→ **What you should do**
Identify each line below that contains the string "panel" and copy those lines. Matches must have the same case.

Records:
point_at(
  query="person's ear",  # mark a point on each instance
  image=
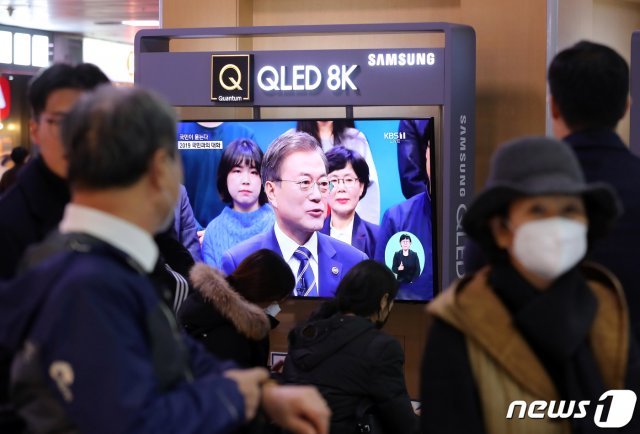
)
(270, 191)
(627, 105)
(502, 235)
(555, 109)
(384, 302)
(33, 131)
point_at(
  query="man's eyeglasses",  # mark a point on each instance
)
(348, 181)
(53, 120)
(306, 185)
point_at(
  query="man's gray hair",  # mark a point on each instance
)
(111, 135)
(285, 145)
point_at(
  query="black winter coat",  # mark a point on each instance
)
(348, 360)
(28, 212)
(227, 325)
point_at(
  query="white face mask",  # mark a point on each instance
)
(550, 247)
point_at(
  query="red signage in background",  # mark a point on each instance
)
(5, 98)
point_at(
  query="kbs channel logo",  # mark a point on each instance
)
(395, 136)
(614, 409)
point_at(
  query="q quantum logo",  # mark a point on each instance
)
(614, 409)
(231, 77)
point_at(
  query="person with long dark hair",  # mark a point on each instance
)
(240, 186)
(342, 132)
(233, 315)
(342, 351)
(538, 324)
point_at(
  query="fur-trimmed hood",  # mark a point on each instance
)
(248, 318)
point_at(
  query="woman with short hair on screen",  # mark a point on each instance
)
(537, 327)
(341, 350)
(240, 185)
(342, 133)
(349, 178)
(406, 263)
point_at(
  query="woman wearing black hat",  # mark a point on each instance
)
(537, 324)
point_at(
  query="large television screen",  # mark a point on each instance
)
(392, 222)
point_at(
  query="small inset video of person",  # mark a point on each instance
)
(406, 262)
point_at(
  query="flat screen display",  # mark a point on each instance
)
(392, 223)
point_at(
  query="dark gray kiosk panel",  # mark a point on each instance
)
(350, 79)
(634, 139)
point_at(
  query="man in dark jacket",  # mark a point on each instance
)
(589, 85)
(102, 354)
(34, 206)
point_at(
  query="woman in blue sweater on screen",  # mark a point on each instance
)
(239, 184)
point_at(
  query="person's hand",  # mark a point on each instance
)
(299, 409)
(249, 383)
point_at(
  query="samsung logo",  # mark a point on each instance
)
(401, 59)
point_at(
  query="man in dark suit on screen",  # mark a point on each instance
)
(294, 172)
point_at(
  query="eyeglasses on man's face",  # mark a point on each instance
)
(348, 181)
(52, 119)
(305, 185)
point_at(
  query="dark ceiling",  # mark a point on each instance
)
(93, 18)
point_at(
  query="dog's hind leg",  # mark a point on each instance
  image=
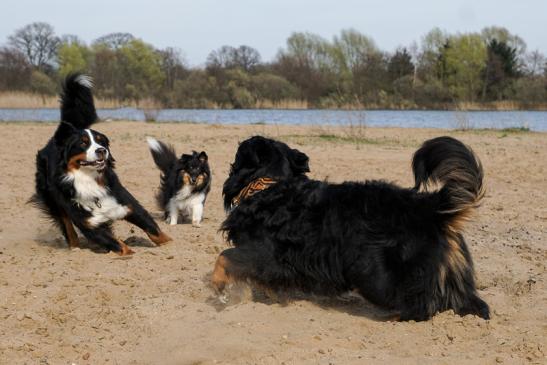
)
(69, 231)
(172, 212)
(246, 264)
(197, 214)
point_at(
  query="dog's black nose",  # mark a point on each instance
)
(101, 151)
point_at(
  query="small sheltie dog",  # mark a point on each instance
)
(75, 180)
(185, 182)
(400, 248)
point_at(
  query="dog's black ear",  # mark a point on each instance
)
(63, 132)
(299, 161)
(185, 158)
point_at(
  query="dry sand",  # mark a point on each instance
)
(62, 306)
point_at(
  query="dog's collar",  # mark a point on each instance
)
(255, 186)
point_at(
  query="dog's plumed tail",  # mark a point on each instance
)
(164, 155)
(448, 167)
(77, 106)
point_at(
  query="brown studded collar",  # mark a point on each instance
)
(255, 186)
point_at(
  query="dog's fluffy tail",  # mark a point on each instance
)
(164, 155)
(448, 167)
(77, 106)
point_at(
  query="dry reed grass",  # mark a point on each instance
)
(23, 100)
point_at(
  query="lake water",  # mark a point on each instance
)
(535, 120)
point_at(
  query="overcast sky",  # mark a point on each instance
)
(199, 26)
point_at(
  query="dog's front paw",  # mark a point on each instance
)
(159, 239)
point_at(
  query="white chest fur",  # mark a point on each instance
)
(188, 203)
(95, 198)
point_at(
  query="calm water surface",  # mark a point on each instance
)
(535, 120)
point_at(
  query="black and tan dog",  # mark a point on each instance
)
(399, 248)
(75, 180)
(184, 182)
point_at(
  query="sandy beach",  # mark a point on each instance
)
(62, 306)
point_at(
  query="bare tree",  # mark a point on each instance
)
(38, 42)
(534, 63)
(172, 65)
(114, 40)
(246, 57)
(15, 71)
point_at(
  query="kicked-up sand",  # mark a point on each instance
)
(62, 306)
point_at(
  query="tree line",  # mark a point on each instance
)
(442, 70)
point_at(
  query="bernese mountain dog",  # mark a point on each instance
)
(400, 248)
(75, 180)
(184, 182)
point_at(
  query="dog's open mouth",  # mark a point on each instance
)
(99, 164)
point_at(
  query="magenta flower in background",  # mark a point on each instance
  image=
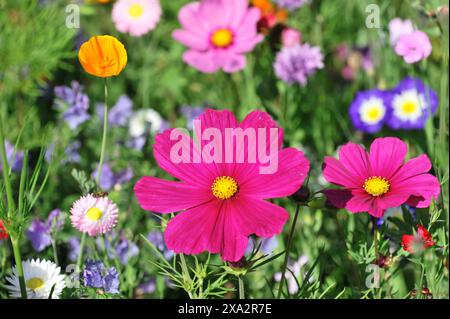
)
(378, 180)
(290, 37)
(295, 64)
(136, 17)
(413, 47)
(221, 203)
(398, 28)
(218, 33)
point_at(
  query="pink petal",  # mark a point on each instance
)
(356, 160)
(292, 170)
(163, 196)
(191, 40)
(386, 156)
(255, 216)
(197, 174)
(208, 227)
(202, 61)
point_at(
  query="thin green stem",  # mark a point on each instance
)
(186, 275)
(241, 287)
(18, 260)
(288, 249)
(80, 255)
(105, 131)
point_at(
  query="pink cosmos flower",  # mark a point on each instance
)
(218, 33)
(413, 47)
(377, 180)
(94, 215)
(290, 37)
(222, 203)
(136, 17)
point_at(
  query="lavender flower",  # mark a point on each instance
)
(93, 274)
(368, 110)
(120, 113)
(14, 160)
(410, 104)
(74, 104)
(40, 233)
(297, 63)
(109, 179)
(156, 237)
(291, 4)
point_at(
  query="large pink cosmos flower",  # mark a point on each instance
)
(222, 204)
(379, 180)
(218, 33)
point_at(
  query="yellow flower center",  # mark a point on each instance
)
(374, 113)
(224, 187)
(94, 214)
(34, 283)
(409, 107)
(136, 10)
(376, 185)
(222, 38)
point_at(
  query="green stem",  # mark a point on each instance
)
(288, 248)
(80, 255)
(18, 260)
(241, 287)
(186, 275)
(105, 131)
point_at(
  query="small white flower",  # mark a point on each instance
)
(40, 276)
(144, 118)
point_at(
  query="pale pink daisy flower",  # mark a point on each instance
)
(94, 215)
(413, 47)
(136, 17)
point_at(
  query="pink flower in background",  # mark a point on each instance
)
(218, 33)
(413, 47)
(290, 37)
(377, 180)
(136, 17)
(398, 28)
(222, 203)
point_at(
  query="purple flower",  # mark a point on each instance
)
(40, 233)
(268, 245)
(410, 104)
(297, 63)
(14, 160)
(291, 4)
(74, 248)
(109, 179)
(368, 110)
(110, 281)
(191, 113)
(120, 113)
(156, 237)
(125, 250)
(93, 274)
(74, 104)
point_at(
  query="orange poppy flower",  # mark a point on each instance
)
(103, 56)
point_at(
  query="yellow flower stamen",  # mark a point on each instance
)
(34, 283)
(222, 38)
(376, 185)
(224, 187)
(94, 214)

...

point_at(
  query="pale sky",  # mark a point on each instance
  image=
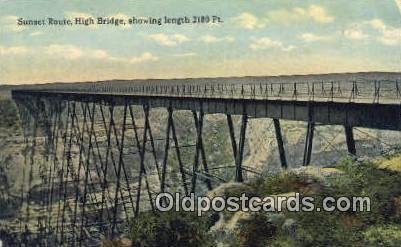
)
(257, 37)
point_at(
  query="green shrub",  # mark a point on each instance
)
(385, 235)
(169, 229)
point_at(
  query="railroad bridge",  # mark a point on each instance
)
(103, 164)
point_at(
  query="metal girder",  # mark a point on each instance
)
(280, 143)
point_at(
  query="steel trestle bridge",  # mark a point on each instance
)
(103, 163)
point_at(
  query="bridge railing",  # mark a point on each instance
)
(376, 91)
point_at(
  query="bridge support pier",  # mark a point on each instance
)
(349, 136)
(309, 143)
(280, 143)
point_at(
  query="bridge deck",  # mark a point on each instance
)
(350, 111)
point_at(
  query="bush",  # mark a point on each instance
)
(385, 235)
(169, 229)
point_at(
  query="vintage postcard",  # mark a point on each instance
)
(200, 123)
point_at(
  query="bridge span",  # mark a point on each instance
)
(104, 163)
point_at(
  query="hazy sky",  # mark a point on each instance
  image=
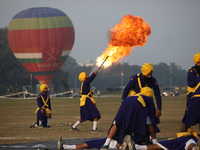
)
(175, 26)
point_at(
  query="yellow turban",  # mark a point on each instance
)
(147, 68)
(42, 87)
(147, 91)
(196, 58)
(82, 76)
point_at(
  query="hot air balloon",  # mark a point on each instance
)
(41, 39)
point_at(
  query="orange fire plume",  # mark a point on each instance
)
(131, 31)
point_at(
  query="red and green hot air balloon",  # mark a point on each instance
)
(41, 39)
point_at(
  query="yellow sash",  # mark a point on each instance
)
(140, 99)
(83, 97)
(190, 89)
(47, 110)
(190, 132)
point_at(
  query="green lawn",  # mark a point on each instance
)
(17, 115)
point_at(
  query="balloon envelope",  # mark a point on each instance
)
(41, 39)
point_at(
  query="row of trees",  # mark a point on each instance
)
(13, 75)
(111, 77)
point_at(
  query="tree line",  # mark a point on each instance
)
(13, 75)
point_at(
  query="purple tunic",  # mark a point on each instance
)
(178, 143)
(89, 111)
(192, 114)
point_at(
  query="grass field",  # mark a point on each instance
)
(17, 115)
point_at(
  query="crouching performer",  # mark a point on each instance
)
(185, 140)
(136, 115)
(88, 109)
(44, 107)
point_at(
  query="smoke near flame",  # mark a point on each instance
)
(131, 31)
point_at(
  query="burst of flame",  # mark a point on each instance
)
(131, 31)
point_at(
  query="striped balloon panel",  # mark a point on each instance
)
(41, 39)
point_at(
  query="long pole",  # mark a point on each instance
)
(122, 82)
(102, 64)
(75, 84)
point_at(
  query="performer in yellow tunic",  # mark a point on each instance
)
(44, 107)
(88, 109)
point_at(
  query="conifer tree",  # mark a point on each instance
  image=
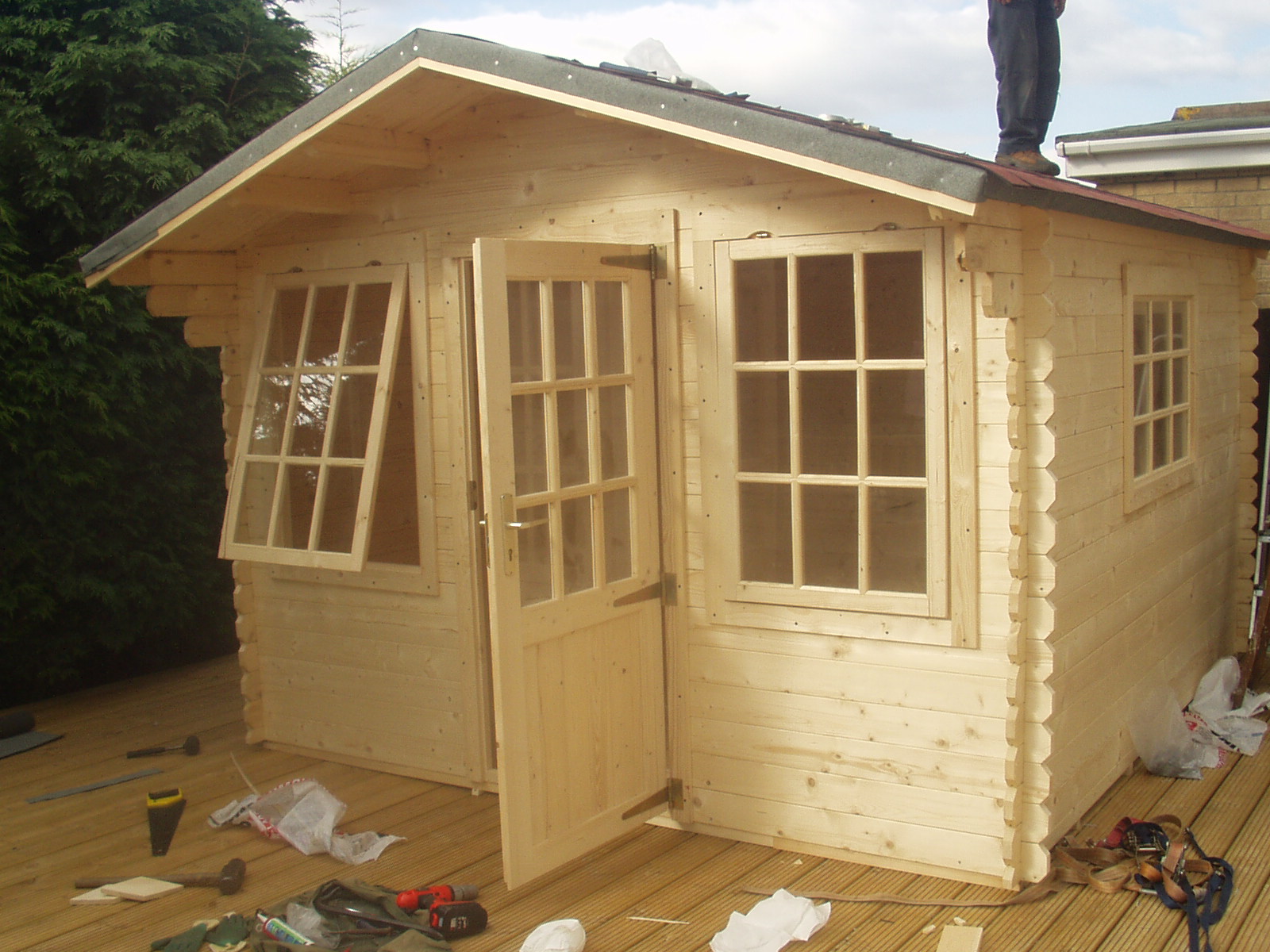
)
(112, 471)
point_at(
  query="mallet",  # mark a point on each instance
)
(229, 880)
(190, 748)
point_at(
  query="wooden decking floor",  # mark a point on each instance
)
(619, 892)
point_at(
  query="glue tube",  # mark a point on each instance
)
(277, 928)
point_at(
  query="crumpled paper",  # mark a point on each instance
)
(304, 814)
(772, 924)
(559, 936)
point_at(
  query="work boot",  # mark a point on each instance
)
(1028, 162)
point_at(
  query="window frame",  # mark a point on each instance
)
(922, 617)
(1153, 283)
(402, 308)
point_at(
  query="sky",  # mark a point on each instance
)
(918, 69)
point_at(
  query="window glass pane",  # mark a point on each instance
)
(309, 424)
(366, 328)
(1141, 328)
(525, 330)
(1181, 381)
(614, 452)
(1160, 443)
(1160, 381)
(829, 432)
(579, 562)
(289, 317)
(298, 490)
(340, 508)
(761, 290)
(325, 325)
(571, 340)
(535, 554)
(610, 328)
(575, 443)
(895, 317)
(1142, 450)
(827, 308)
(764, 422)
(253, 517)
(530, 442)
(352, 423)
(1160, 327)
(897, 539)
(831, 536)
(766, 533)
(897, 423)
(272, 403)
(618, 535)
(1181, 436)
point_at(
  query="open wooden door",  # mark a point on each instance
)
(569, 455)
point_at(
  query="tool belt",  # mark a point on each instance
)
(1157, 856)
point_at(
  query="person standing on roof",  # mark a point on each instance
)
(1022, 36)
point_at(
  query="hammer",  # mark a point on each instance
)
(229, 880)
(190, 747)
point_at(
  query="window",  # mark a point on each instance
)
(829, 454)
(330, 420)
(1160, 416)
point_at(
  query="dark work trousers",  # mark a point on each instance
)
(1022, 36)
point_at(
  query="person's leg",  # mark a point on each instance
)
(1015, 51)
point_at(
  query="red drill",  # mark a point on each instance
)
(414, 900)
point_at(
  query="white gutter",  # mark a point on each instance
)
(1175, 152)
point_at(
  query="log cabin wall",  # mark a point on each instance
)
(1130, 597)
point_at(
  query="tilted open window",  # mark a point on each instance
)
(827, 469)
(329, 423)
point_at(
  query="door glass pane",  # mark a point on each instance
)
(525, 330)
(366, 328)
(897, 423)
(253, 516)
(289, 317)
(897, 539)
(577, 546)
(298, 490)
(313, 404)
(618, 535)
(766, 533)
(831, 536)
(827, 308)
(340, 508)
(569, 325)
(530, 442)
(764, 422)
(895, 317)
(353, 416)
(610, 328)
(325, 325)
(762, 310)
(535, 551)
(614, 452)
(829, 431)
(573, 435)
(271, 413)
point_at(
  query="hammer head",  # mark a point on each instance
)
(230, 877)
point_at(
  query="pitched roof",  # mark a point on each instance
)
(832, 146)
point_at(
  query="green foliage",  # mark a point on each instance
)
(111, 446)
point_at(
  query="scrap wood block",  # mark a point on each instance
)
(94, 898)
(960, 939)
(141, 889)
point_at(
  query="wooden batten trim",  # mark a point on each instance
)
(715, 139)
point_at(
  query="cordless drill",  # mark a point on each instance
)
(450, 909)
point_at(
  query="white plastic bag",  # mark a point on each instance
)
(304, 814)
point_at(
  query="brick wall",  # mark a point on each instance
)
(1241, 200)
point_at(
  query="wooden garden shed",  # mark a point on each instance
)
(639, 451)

---

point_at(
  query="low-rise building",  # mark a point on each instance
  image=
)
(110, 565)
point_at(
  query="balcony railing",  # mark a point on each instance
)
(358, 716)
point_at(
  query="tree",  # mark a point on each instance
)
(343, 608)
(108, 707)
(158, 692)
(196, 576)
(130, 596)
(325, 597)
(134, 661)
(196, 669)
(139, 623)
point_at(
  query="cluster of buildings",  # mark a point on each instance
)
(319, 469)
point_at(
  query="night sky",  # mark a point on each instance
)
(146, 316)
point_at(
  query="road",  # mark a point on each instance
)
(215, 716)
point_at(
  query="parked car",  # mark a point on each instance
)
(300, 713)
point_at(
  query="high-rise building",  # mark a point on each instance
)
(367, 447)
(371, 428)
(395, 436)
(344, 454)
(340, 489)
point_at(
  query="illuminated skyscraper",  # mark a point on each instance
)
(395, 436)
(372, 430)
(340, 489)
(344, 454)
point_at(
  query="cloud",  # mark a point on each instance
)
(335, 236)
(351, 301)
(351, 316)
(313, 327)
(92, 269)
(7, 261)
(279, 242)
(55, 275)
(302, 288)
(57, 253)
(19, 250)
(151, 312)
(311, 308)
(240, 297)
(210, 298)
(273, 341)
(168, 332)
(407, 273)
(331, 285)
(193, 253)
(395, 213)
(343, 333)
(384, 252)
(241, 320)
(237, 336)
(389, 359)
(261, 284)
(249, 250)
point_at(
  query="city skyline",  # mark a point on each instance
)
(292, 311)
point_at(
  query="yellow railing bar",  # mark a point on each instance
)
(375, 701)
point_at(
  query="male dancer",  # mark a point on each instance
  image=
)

→ **Exercise output**
  query="dark gray kiosk panel",  # mark a point on each instance
  query="striped balloon panel",  # mark a point on each instance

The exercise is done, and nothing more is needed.